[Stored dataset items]
====

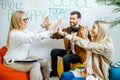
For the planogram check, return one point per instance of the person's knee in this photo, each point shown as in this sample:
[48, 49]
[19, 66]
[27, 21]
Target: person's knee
[78, 78]
[66, 57]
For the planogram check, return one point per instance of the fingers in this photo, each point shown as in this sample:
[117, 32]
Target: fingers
[59, 22]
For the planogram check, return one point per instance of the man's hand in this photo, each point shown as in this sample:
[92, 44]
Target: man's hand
[46, 23]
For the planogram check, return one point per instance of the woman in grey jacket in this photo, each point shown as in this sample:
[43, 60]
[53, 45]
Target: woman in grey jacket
[18, 43]
[99, 52]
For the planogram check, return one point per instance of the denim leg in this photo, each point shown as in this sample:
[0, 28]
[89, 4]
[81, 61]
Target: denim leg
[54, 57]
[67, 76]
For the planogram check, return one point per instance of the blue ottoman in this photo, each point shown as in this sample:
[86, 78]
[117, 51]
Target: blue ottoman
[115, 71]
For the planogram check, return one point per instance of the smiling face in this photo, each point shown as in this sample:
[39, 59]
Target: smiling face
[94, 31]
[74, 20]
[24, 21]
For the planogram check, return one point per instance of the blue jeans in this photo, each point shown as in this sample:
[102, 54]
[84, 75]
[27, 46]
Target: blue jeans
[70, 76]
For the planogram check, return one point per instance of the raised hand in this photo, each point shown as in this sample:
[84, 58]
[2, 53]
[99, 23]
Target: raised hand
[46, 23]
[57, 26]
[84, 32]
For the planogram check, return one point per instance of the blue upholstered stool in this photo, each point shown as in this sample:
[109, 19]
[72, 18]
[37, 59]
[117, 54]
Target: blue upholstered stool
[115, 71]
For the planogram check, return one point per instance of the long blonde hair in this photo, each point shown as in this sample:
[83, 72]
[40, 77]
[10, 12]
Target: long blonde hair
[103, 31]
[15, 23]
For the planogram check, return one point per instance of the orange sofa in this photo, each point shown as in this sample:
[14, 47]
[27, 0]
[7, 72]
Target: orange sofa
[7, 73]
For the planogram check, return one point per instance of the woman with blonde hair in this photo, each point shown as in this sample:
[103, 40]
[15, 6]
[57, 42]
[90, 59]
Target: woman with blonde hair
[99, 53]
[18, 43]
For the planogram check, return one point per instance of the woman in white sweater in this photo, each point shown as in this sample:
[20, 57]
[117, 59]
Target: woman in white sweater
[99, 53]
[18, 43]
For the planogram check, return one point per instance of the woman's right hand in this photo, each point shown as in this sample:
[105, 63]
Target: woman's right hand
[56, 27]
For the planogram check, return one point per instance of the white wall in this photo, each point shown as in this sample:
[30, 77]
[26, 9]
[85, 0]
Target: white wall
[38, 9]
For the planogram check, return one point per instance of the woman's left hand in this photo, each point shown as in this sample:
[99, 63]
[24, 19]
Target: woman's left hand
[57, 26]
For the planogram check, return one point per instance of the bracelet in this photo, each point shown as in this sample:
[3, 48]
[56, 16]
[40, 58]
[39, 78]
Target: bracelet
[64, 34]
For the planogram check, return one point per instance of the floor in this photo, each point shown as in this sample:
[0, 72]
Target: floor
[54, 78]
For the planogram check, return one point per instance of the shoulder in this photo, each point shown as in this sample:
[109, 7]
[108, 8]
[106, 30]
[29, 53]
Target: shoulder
[15, 32]
[66, 29]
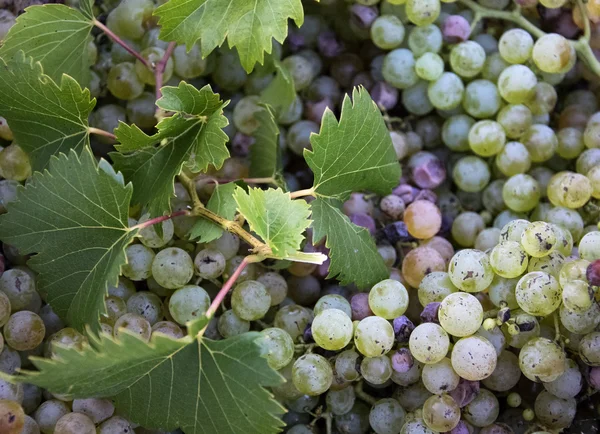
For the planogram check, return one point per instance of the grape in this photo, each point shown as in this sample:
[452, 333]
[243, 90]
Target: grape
[373, 336]
[429, 343]
[460, 314]
[172, 267]
[312, 374]
[474, 358]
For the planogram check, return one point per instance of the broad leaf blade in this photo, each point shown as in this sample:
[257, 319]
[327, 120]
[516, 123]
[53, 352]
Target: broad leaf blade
[353, 253]
[45, 118]
[74, 216]
[248, 25]
[222, 203]
[55, 35]
[355, 153]
[200, 386]
[192, 135]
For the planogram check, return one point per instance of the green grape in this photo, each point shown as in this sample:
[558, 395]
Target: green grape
[430, 66]
[277, 347]
[460, 314]
[399, 68]
[538, 293]
[467, 59]
[455, 132]
[230, 324]
[446, 93]
[516, 84]
[481, 99]
[441, 413]
[422, 12]
[388, 299]
[470, 270]
[429, 343]
[312, 375]
[376, 370]
[515, 46]
[539, 239]
[387, 416]
[250, 300]
[487, 138]
[474, 358]
[373, 336]
[542, 360]
[332, 329]
[188, 304]
[123, 82]
[521, 193]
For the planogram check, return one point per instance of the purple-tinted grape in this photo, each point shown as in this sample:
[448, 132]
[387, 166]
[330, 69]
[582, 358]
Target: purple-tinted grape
[430, 312]
[403, 327]
[456, 28]
[402, 360]
[465, 392]
[360, 306]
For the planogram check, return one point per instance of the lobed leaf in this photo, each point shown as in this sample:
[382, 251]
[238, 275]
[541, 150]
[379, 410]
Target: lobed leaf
[248, 25]
[198, 385]
[55, 35]
[44, 117]
[74, 216]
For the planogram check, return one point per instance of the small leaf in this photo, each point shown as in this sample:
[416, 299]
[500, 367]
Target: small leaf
[198, 385]
[353, 253]
[275, 217]
[355, 153]
[248, 25]
[55, 35]
[45, 118]
[222, 203]
[193, 134]
[74, 216]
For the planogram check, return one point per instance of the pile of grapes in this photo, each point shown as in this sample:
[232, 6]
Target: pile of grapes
[490, 320]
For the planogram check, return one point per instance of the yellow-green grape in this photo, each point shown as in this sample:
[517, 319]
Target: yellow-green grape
[474, 358]
[332, 329]
[539, 239]
[441, 413]
[569, 189]
[460, 314]
[429, 343]
[538, 293]
[388, 299]
[508, 259]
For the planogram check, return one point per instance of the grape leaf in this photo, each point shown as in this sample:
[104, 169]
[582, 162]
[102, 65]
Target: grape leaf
[74, 216]
[248, 25]
[198, 385]
[55, 35]
[193, 134]
[222, 203]
[355, 153]
[45, 118]
[353, 253]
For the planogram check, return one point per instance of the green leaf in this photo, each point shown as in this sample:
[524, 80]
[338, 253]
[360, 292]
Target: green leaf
[45, 118]
[355, 153]
[222, 203]
[55, 35]
[74, 216]
[192, 135]
[276, 218]
[353, 253]
[198, 385]
[248, 25]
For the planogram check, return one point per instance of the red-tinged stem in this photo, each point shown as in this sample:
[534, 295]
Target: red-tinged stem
[159, 219]
[122, 43]
[100, 132]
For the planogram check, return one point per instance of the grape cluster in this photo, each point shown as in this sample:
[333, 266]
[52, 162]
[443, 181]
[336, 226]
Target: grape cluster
[490, 319]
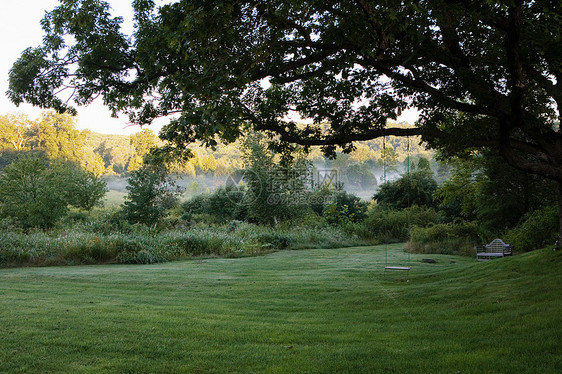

====

[Task instructions]
Report every line of the records that contains the word "broad". Case counts.

[Solution to this exercise]
For the planogram check, return one point per instance of the broad leaf blade in this photo, each point shown as in this sample:
Target: broad leaf blade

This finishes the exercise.